[Data records]
***
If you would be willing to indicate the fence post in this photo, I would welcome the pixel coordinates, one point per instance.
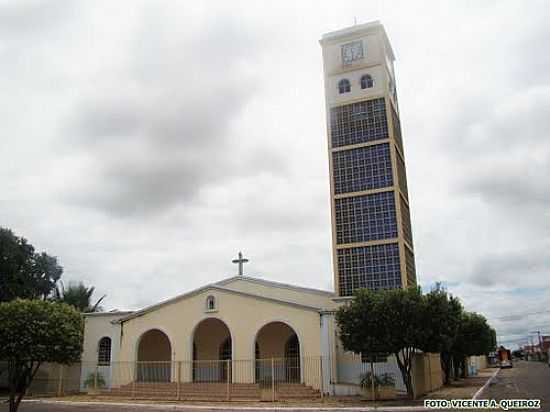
(321, 383)
(372, 379)
(134, 380)
(272, 380)
(60, 381)
(227, 378)
(178, 385)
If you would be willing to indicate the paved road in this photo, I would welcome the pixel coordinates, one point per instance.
(526, 380)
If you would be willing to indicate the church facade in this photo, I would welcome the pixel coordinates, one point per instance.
(250, 333)
(241, 330)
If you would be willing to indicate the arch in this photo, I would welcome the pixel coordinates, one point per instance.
(367, 81)
(104, 351)
(154, 357)
(292, 358)
(213, 347)
(344, 86)
(210, 303)
(277, 342)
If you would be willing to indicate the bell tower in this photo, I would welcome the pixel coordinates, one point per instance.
***
-- THE PROBLEM --
Nothing but the lines from the one that contains "If you would be willing to indicate the arch" through the last line of the entries should appear in your reply, each repeated exactly.

-- SOLUTION FOR THIS EXERCISE --
If you would be willing to indicate the arch in this photo, I would welcome the pixel coordinates, one point per instance.
(367, 81)
(104, 351)
(154, 357)
(292, 358)
(213, 347)
(344, 86)
(210, 303)
(277, 342)
If you would be willing to indicate the bell tower in this photo, I would welcome the pixel coordinates, one point per instance.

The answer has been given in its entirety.